[SUPPLIED PASSAGE]
►
How to Feed the AIs

As recently discussed on The Carbon Copy with Brian Janous, utilities are seeing major forecasted demand growth for the first time in decades, and almost entirely from data centers. These data centers are running the internet, serving videos, hosting blogs etc, but most of their projected growth comes from new AI applications, in particular through the major Silicon Valley tech companies (Microsoft, Google, Apple, Facebook, etc) all of whom are looking to put gigawatts of additional data center demand on the grid.

These data centers, as concentrated loads, face much the same problem as new renewable development does being concentrated sources: inadequate grid capacity. While Janous’ new company aims to improve grid utilization through upgraded sensors, there is only so far that upgrades of the existing grid can go. Sooner or later, we’re going to have to break new ground to feed the beast.

The challenge with grid development is that it’s a permitting and construction nightmare, and like many things in the West, has gotten extremely expensive and time consuming to execute. But the datacenters need power much sooner than conventional development can build new power plants and transmission lines – even if permitting, eminent domain, technology, and construction costs were a solved problem!

It is time to lift the constraint that a new data center must be attached to the grid. Instead, we can provide most of the power locally using “beyond the grid” renewable energy generation, backed up by batteries for energy storage overnight.

It is fortuitous that AI data center demand is developing in the mid 2020s, since solar and batteries have been on a 40 year cost progress curve and are now arriving at the point where this is actually possible. In a previous post I talked about application-specific solar for synthetic fuels and for sea water desalination. Here, I unpack the economics of powering AIs with new build solar.
◄
[WRITTEN INSTRUCTION 1]
Summarize the passage on powering AI data centers in two sentences.
[WRITTEN INSTRUCTION 2]
Carry on the passage on powering AI data centers, starting after its final sentence.

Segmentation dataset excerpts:
►
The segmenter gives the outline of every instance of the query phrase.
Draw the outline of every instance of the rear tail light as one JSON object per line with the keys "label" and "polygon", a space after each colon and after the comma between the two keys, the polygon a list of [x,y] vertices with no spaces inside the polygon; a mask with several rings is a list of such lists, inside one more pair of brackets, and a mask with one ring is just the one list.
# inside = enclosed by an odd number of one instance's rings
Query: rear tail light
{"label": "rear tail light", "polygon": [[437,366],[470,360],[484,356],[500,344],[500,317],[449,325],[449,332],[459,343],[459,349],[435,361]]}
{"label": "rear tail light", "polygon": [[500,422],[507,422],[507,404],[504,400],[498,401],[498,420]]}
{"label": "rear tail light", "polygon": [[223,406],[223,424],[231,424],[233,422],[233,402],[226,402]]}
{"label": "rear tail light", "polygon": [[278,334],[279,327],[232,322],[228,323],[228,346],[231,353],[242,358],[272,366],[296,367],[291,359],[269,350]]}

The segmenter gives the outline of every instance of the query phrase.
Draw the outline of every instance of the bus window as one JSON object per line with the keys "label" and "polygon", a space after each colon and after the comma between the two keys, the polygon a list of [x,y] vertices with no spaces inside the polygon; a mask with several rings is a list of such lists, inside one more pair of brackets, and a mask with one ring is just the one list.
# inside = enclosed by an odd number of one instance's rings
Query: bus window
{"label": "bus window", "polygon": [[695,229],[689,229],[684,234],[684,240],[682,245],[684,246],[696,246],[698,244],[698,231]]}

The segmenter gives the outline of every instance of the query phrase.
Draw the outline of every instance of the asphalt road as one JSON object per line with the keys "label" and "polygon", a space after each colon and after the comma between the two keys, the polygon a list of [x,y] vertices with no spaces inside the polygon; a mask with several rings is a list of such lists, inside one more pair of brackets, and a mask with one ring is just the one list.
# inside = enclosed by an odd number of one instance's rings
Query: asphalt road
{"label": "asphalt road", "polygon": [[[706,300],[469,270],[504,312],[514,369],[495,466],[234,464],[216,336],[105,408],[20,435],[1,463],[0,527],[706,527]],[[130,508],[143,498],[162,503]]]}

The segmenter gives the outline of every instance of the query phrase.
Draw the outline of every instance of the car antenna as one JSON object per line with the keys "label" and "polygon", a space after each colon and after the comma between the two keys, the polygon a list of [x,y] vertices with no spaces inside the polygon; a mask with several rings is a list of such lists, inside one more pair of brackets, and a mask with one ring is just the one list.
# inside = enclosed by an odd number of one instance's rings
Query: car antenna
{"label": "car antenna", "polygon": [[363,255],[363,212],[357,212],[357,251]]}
◄
[TASK RESULT 1]
Utilities are seeing their first major forecasted demand growth in decades, driven mostly by new AI applications at large tech companies. Because these data centers, as concentrated loads, face inadequate grid capacity and cannot wait for slow, expensive grid development, the author proposes freeing them from grid connection and powering them mostly with local solar generation backed by batteries, which decades of cost declines have now made possible.

[TASK RESULT 2]
First, a quick refresher on solar and battery cost progress. I recently prepared these two graphs that show the learning rate for solar and batteries. The learning rate, defined as the cost decrease per doubling of production, applies to modular manufactured goods built in a factory, where process controls and innovation can result in continual improvement. For solar, this is currently running at about 44%, while for batteries it’s about 23%, reflecting their relative complexity and immaturity of the manufacturing process. That said, battery production is expanding somewhat faster than solar, so both processes are seeing year-over-year cost improvements in the mid-to-high teens of percents. As of 2024, of course – both technologies are increasing their TAM at a terrifying rate and will probably continue to accelerate.

Synthetic fuels, being a low cost commodity, must minimize capex devoted to energy storage and run off pure solar during the day. Data centers, on the other hand, have relatively high fixed costs (somewhere around $50/W) and so profitable operation depends on achieving high utilization.

I recently computed the minimum cost mix for any desired utilization, and showed how these development costs will evolve over the coming decade with future declines in solar and battery costs. Note that even with today’s relatively high solar and battery costs, running a 24/7 operation requires <$4/W capex for power supply, less than 10% of the data center cost.

Of course, there will be times that poor weather reduces battery charging, and by extension, data center up time. This can be addressed by adding additional solar and batteries until profit declines. For example, a data center built in 2028 could have a doubly redundant solar+battery power source for about $4/W, which is very affordable. The trend is clear – we can get to >99.9% data center utilization with relatively affordable overbuild of solar and batteries.

What is this going to look like at scale?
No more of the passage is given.